Supplied records Block Start
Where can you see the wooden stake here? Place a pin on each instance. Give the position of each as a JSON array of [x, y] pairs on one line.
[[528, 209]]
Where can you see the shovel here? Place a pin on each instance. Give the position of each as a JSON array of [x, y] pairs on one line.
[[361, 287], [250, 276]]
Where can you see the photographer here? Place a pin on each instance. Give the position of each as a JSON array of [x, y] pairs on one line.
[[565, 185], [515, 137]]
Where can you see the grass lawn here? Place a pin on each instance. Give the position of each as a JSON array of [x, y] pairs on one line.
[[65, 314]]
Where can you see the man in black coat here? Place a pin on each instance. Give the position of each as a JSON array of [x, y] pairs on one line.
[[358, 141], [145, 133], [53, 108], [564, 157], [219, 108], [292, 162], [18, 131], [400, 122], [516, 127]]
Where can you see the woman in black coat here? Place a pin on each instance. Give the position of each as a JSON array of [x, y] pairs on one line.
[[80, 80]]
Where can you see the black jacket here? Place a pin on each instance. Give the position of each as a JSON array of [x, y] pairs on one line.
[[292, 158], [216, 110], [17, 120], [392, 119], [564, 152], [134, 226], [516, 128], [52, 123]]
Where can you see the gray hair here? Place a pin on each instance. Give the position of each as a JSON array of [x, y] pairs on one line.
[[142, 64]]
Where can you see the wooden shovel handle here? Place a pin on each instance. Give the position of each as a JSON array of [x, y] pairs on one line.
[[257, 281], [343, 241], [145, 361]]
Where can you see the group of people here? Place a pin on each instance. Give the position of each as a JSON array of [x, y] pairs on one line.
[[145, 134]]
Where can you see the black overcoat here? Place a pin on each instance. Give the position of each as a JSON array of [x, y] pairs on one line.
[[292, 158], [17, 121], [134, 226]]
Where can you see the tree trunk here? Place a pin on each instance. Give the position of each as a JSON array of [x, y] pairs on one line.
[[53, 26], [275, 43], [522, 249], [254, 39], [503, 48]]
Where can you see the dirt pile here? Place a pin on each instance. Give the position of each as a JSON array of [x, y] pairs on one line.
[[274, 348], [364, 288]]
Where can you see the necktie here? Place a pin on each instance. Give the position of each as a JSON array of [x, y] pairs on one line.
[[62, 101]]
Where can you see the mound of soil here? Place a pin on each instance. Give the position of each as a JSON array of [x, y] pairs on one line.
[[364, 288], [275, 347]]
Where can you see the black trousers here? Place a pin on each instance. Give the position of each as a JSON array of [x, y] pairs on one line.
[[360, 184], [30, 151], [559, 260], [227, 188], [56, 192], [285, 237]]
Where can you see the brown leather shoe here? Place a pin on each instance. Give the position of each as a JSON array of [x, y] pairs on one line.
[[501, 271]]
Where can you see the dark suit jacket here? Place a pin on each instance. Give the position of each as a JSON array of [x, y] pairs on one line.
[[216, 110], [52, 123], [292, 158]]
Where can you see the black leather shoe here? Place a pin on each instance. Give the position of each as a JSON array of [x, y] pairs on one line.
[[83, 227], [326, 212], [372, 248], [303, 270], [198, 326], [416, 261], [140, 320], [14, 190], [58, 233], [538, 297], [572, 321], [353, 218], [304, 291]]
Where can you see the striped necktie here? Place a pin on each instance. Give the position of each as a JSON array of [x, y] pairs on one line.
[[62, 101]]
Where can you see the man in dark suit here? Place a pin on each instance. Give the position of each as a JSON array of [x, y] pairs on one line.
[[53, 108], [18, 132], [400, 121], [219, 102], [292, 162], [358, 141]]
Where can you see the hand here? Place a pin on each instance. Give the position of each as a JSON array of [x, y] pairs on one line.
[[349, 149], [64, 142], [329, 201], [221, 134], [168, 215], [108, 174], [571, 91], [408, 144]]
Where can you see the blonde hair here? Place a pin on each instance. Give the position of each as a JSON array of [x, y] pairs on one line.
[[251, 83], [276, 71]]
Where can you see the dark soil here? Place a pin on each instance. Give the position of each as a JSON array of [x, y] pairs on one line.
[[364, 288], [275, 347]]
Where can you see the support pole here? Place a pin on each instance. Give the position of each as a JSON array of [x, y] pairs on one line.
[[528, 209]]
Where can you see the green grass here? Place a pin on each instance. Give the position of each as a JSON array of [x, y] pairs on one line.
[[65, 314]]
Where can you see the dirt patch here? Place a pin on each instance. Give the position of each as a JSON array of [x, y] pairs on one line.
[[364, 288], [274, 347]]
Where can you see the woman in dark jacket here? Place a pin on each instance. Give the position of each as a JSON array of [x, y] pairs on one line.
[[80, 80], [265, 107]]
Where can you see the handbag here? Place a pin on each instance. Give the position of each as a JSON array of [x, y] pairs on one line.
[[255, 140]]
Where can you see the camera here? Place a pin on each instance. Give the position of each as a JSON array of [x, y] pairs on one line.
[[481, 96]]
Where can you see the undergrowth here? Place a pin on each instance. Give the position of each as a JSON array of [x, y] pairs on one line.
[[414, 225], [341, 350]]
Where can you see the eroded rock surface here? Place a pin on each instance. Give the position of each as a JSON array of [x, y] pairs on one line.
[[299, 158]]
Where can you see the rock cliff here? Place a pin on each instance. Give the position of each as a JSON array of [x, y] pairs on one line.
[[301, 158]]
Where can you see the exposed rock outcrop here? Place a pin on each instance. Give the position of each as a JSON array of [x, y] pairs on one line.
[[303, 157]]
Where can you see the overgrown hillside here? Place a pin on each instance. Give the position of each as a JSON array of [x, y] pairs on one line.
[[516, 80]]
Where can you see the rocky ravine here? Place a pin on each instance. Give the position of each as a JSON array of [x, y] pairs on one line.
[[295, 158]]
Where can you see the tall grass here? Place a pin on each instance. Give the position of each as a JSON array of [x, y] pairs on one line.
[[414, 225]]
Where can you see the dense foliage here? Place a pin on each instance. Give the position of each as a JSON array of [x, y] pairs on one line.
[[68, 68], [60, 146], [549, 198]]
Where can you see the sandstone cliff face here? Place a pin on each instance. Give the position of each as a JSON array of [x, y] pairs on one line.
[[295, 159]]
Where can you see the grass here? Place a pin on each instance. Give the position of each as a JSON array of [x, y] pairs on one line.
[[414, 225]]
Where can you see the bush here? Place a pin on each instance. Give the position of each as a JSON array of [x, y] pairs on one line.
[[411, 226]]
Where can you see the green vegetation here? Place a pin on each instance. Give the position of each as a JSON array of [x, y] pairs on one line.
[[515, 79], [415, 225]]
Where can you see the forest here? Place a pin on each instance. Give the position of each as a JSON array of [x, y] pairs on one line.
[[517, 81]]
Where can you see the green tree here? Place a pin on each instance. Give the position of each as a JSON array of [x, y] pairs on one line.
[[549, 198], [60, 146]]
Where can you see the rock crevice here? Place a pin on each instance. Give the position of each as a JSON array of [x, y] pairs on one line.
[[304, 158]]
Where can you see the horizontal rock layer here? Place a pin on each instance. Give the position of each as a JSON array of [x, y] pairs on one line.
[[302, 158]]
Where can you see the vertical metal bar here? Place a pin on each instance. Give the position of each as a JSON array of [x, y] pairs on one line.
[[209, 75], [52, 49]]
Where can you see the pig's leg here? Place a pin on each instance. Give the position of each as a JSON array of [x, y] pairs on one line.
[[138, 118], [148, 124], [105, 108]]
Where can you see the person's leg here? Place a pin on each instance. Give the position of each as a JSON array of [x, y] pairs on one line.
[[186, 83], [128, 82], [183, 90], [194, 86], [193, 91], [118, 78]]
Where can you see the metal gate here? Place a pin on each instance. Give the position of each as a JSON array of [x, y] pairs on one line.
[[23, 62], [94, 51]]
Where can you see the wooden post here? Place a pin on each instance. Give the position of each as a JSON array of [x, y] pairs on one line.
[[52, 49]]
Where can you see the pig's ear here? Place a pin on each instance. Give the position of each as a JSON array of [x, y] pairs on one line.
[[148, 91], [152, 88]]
Supplied records Block End
Every record must be written out again without any change.

Response below:
Where can you see the wooden stake here? Place a pin on each instance. Give the position of each as a JSON array of [x, y] pairs on one line.
[[528, 209]]
Where can you see the shovel here? Place a pin on each instance. Give the position of each as a JSON array of [x, y] pairs on one line.
[[361, 287], [250, 276]]
Where can you see the photographer here? Place a pin on each instance. Give the position of each as a JSON array of [x, y] pairs on one line.
[[565, 185], [515, 137]]
Where can you see the grass lawn here? Place a pin on each instance. Give the position of each as a JSON array of [x, y] pairs on one line.
[[65, 314]]
Where can you see the man in black coat here? Place a pin on each instance. Give the position of each as a JSON array of [x, y] pairs on one line.
[[358, 141], [145, 133], [53, 108], [564, 157], [219, 108], [292, 162], [18, 131], [400, 122], [516, 127]]
Where can you see the woman in black coat here? Place a pin on each instance. Give the position of each as a JSON array of [x, y] pairs on one line.
[[80, 80]]
Where can you see the black jacket here? Place a pin on each instance. Give the position of each as a JSON array of [x, y] pairs on one line.
[[292, 158], [216, 110], [17, 120], [392, 119], [564, 152], [134, 226], [516, 128], [52, 123]]
Where can you see the gray hair here? Place a pin on each instance. Give the position of each as a JSON array of [x, y] pairs on one line.
[[142, 64]]
Where can you see the wooden shovel handle here? Place a pin on each instance. Give the position of each as a JSON array of [x, y] pairs on one line.
[[257, 281], [343, 241], [145, 361]]
Where can you see the group of people here? Place a pin on each instance. Give the position of each as a JSON array of [x, y] pairs on one line.
[[145, 134]]
Where can you see the black overcoat here? Place a pin on each instance. Give the position of each as a JSON array of [x, y] pairs on one line.
[[292, 158], [17, 121], [134, 226]]
Where can you see the tree trunk here? Place a pin on each instance. Give the position of each as a JSON array of [x, y] pairs on one line.
[[53, 26], [275, 43], [522, 249], [254, 39], [503, 48]]
Where can you see the dirt pile here? Place a pin on each instance. Give the position of each as a JSON array of [x, y] pairs on one line.
[[274, 348], [364, 288]]
Where can you see the necktie here? Place a pin on each instance. Give the position of each as a JSON array of [x, y] pairs on one line.
[[62, 101]]
Where can you see the mound of soil here? Place a pin on each instance. Give the position of each as a JSON array of [x, y] pairs on one line.
[[364, 288], [275, 347]]
Where can you see the black trousers here? Place a pin on each instance. Give the position of each as a JSON array of [x, y] pairs on one line.
[[360, 184], [30, 151], [559, 260], [227, 188], [56, 192], [285, 237]]
Where can you see the brown leather shoe here? Place a pin on each instance. Give the position of each as a JSON array of [x, y] pairs on one line.
[[501, 271]]
Where can you see the dark suit jacket here? Place a pin on each instance. Give the position of each as a JSON array of [x, y] pairs on one line.
[[216, 110], [52, 123], [292, 158]]
Where can you see the black leather shoe here? Place a pin on each instance. Give the position of each as a JSON array of [x, y] pairs on one line.
[[83, 227], [326, 212], [372, 248], [303, 270], [198, 326], [416, 261], [140, 320], [14, 190], [58, 233], [538, 297], [572, 321], [353, 218], [304, 291]]
Where can you see the striped necktie here? Place a pin on each instance. Give the position of each as a JSON array of [x, y] pairs on one line.
[[62, 101]]
Where can you see the man in dark suit here? Place a pin on each instance. Give the position of each as a JSON array of [x, y] pairs on one line.
[[53, 108], [18, 132], [400, 121], [219, 102], [292, 162], [358, 141]]
Where can you see the hand here? Place a pin on each instance. Give the position of each as a JSON array of [x, y] pairs on one line.
[[349, 149], [64, 142], [329, 201], [221, 134], [168, 215], [108, 174], [571, 91], [408, 144]]
Where can you see the blonde hair here? Place a pin on each instance. Give the position of each as a JSON array of [x, y] pairs on one line.
[[251, 83], [276, 71]]
Where can you see the dark soil here? Place a pin on each instance. Give the position of each as a JSON array of [x, y] pairs on one line.
[[364, 288], [275, 347]]
Where can you see the support pole here? Place a pin on each instance. Give the position of each as a JSON array of [x, y] pairs on one line.
[[528, 209]]
Where can you see the green grass here? Place a pin on each instance. Give the position of each as a JSON array of [x, y] pairs on one line.
[[65, 314]]
Where can you see the dirt patch here? Place a pin on each instance. Give the position of each as a JSON array of [x, y] pairs on one line.
[[364, 288], [274, 347]]
Where can you see the woman in dark jacket here? Place a pin on each instance. Give the position of each as a JSON array of [x, y] pairs on one line.
[[80, 80], [265, 107]]
Where can you see the handbag here? Place a pin on each instance. Give the position of each as a JSON array of [x, y] pairs on one line.
[[255, 140]]
Where can you see the camera here? Place a pin on each instance. Give the position of each as a JSON array of [x, y] pairs on one line.
[[481, 96]]
Where can you see the undergrowth here? Place a pin on each instance. Give the position of each as a JSON array of [x, y] pairs on one line.
[[414, 225], [341, 350]]
Where can you see the eroded rock surface here? Place a pin on each instance. Give the position of each as a JSON array of [x, y] pairs on one line.
[[299, 158]]
Where can you see the rock cliff here? Place a pin on each instance. Give the position of each as a JSON array of [x, y] pairs on one line.
[[301, 158]]
Where can you see the exposed rock outcrop here? Place a pin on each instance. Give the position of each as a JSON array of [x, y] pairs on one line.
[[303, 157]]
Where can you see the overgrown hillside here? Place a pin on each instance. Give the position of each as a JSON array of [x, y] pairs on one line.
[[516, 80]]
Where can you see the rocky ravine here? Place a pin on each instance. Give the position of each as a JSON array of [x, y] pairs on one line.
[[295, 158]]
Where can you see the tall grass here? Place a pin on each instance. Give the position of each as a JSON array of [x, y] pairs on one line.
[[414, 225]]
Where can you see the dense foliage here? Place a pin on each instance. Give the position of each as a JSON array of [x, y] pairs on one line.
[[68, 68], [60, 146], [549, 198]]
Where can you see the sandstone cliff face here? Place a pin on each instance. Give the position of each as a JSON array of [x, y] pairs on one line.
[[295, 159]]
Where can you see the grass here? Place a pin on each instance. Give the position of each as a JSON array of [x, y] pairs on one line.
[[414, 225]]
Where can you see the bush here? Place a pin on each instance. Give the position of each as a JSON array of [x, y] pairs on one line.
[[411, 226]]
Where can you see the green vegetation here? Place a pin on each instance. Give the position of each as a JSON array of [x, y] pairs on one line.
[[515, 79], [415, 225]]
Where can you see the forest here? Place a pin on each instance. Give the position of each as a JSON array of [x, y] pairs on one line.
[[517, 81]]
Where can you see the green tree here? Place a pin on each instance. Give the position of each as a JSON array of [x, y] pairs on one line.
[[549, 198], [60, 146]]
Where can you see the rock crevice here? Place a pin on each instance. Give the position of each as a JSON array of [x, y] pairs on one line.
[[304, 158]]
Where can you see the horizontal rock layer here? Place a pin on each instance. Give the position of each as a JSON array of [x, y] pairs on one line.
[[302, 158]]
Where can you see the vertical metal bar here? Place a pin on each instance. Give the position of each as a JSON array of [x, y] pairs on one line.
[[209, 75], [52, 49]]
Where can you see the pig's leg here? Place a pin on each instance. Give the position of each as a JSON array of [x, y] pairs on one line.
[[138, 118], [148, 124], [105, 108]]
Where can you see the person's leg here? Place a pin on each instance. Give the position of each as a JSON array of [x, y] pairs on one line.
[[186, 83], [128, 82], [183, 90], [194, 86], [193, 91], [118, 78]]
Where can you see the metal gate here? Place a pin on each instance. Give the position of each as a JSON array of [x, y] pairs on one line.
[[23, 62], [94, 51]]
Where can you see the wooden post here? Place a pin on each instance. Give the position of each as a JSON array of [x, y] pairs on one line.
[[52, 49]]
Where can you see the pig's ear here? Place a pin on each instance. Give the position of each as a JSON array of [x, y] pairs on one line.
[[148, 91], [152, 88]]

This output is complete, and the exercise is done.